How to select the number in a text? (R)-CodePudding

How to select the number in a text?

I want to convert the Latin number and English numbers in the text. For example, in the text "……one telephone……". I want to change the English number "one" into "1", but I do not want to change "telephone" into "teleph1".

Is it right to select only the number with a space ahead of the word and a space after it? How to do it?

CodePudding user response：

Here is one way:

gsub(" one ", " 1 ", ".. one telephone ..")

You may need more rules than "space before and space after" (e.g. punctuation). Here is an example to handle blank space or punctuation before "one"

gsub("\\([[:punct:]]|[[:blank:]]\\)one ", "\11 ", "..one telephone ..")

You can do something similar after "one". The \1 in the second argument refers to whatever is matched inside \\( ... \\) in the first argument.

Check the documentation of gsub to learn more about regular expressions.

CodePudding user response：

To avoid replacing parts of other words into numbers you can include word boundaries in the search pattern. Some functions have a dedicated option for this but generally you can just use the special character \\b to indicate a word boundary as long as the function supports regular expressions.

For example, \\bone\\b will only match "one" if it is not part of another word. That way you can apply it to your character string "……one telephone……" without having to rely on spaces as delimiter between words.

With the stringr package (part of the Tidyverse), the replacement might look like this:

# define test string
x <- "……one telephone……"

# define dictionary for replacements with \\b indicating word boundaries
dict <- c(
  "\\bone\\b" = "1",
  "\\btwo\\b" = "2",
  "\\bthree\\b" = "3"
)

# replace matches in x
stringr::str_replace_all(x, dict)
#> [1] "……1 telephone……"

^{Created on 2022-11-11 with reprex v2.0.2}
┄┄┄┄┄┄
**To do**
(a) In the forum thread, rewrite the passage from "I want to convert" to "How to do it?", changing "telephone" to "television".
(b) Summarize the forum thread in two sentences.

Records
┄┄┄┄┄┄
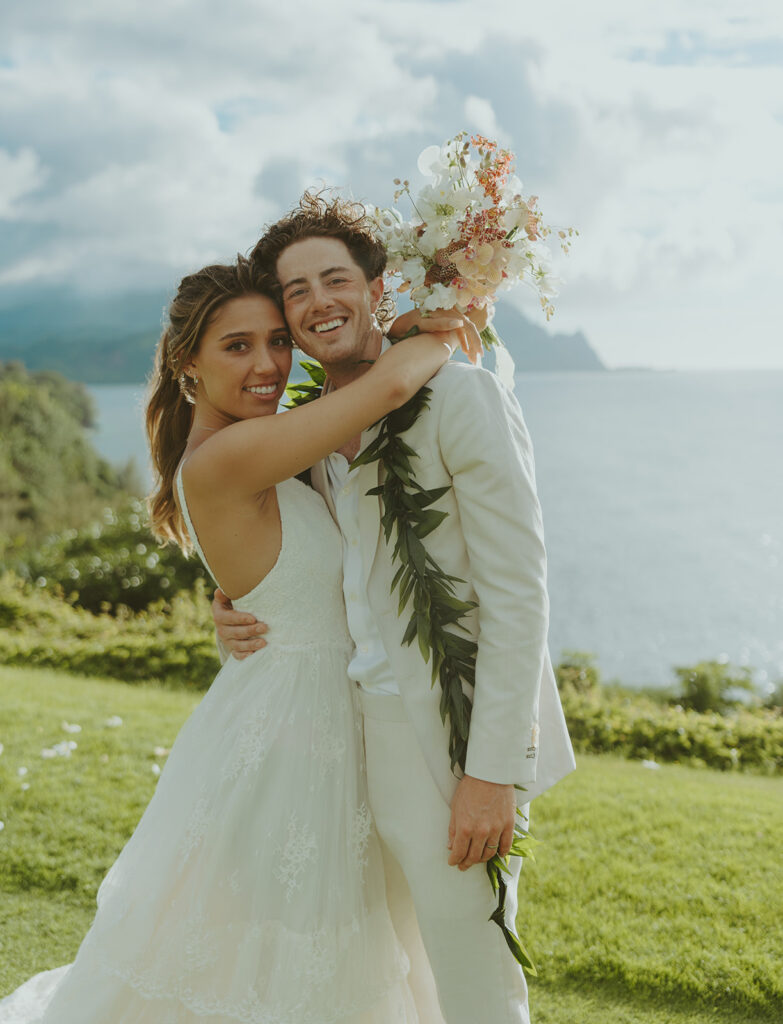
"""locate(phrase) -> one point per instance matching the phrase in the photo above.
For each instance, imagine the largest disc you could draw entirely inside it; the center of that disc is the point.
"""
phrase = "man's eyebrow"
(323, 273)
(244, 334)
(233, 334)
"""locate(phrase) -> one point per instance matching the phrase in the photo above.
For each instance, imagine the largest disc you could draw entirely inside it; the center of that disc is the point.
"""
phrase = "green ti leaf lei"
(408, 518)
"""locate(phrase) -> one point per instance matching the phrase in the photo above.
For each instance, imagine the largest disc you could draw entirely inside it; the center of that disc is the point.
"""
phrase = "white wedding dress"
(252, 889)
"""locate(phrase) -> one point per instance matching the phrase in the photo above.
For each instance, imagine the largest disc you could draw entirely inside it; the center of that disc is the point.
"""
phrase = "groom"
(433, 826)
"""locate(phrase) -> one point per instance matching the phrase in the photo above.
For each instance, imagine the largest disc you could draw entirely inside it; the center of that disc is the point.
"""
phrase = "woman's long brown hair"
(172, 393)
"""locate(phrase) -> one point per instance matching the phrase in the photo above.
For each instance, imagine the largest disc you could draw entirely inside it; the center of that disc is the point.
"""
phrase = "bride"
(252, 889)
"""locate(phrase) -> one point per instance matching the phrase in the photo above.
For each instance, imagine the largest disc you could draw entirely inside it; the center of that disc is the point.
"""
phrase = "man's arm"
(238, 633)
(486, 450)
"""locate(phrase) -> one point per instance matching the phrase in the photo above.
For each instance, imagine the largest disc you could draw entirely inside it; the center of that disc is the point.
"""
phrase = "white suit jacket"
(473, 437)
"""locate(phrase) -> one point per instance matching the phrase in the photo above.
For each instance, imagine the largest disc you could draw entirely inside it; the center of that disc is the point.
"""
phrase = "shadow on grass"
(608, 1001)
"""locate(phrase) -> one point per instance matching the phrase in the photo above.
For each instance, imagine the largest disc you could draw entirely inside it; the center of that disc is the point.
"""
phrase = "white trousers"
(468, 974)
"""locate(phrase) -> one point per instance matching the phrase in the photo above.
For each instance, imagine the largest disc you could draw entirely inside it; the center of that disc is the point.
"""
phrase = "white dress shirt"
(370, 667)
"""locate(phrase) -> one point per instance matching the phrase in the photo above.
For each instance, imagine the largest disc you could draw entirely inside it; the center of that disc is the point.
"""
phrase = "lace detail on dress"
(252, 744)
(300, 850)
(328, 744)
(361, 828)
(197, 827)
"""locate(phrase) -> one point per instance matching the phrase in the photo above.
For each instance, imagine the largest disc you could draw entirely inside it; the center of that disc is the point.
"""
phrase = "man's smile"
(332, 325)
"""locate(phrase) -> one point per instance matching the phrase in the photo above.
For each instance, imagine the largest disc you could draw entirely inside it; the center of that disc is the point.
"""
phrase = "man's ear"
(376, 292)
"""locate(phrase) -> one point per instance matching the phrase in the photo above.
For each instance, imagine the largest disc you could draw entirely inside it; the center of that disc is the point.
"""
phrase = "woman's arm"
(253, 455)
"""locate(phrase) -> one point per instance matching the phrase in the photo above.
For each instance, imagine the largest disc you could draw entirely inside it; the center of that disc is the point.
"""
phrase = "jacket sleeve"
(486, 449)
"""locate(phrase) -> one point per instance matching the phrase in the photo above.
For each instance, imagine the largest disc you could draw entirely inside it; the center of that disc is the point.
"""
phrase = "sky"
(140, 140)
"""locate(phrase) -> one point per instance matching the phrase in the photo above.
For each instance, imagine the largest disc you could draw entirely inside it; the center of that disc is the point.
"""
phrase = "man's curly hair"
(321, 215)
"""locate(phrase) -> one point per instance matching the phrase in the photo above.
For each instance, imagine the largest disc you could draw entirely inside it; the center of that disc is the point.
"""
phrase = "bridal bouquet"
(472, 232)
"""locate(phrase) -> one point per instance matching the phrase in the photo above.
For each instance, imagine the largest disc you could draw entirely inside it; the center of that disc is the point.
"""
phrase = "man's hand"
(482, 821)
(241, 632)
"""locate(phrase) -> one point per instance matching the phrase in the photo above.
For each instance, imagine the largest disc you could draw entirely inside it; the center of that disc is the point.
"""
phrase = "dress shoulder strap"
(189, 523)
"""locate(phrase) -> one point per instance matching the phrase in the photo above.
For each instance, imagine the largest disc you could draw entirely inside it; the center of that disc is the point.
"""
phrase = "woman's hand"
(438, 321)
(410, 363)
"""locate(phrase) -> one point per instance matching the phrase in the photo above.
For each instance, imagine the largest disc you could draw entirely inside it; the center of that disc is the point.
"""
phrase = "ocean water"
(662, 497)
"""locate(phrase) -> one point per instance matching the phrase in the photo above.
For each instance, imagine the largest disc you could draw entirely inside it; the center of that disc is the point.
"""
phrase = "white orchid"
(471, 233)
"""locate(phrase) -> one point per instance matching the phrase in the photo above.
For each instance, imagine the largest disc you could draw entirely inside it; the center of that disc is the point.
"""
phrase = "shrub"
(47, 462)
(577, 671)
(638, 727)
(707, 686)
(114, 561)
(170, 641)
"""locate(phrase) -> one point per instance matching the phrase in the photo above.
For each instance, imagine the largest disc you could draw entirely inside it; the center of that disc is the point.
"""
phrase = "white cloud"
(20, 174)
(135, 148)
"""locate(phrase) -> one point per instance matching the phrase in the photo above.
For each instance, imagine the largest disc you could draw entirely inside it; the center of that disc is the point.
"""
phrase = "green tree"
(50, 474)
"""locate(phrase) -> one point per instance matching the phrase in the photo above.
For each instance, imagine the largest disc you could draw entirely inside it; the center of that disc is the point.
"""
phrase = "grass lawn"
(655, 897)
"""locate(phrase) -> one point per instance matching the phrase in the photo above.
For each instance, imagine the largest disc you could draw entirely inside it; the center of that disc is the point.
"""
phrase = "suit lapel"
(370, 507)
(319, 480)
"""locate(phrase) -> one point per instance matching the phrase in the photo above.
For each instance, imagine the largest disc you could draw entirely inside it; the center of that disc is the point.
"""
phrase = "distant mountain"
(534, 349)
(94, 339)
(112, 339)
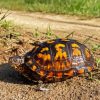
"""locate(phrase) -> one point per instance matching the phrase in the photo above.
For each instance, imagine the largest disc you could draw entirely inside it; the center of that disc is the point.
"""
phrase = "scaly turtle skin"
(55, 60)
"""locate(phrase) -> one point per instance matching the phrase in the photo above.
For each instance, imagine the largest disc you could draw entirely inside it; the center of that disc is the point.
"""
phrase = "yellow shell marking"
(59, 53)
(33, 68)
(44, 56)
(57, 46)
(45, 49)
(41, 73)
(76, 52)
(74, 45)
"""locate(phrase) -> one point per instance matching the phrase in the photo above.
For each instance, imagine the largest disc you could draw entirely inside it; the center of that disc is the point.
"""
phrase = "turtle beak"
(16, 60)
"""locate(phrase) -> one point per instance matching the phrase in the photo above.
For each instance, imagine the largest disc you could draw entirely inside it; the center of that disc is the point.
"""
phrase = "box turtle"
(54, 60)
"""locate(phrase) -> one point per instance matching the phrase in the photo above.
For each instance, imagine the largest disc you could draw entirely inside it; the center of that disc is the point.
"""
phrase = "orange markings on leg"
(81, 71)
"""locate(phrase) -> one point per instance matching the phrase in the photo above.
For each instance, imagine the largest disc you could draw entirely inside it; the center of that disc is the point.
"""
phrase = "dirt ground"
(13, 86)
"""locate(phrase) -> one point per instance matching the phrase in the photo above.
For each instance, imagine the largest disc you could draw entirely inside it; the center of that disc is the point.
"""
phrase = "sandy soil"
(13, 86)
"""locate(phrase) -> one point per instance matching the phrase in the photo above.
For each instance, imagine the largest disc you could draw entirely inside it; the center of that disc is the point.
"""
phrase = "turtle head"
(16, 60)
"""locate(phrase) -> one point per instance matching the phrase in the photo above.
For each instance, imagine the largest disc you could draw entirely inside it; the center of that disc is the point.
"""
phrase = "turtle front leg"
(41, 86)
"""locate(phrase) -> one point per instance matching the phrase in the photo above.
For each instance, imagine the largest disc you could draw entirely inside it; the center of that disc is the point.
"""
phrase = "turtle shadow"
(9, 75)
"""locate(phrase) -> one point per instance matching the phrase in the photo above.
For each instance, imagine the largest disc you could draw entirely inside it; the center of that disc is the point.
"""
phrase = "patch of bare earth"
(13, 86)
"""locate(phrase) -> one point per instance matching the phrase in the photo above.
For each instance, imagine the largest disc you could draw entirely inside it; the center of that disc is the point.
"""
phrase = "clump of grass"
(73, 7)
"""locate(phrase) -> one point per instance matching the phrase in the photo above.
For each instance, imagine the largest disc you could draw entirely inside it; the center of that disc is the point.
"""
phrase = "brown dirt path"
(14, 87)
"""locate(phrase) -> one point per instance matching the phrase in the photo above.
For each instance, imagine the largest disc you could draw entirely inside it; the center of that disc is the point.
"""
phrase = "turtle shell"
(58, 59)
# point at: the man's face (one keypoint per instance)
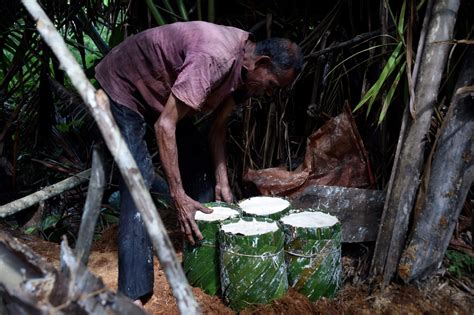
┄┄┄┄┄┄
**Results for each task**
(a)
I want to convert the Latin number and English numbers in the text. For example, in the text "……one television……". I want to change the English number "one" into "1", but I do not want to change "television" into "teleph1".

Is it right to select only the number with a space ahead of the word and a space after it? How to do it?

(b) A user wants to turn English number words such as "one" into digits like "1" without changing words like "telephone" into "teleph1," and asks whether to match only words with a space before and after. The replies show gsub patterns that rely on spaces or punctuation around the word and suggest the word-boundary character \\b, which is used in a stringr::str_replace_all example with a dictionary of replacements.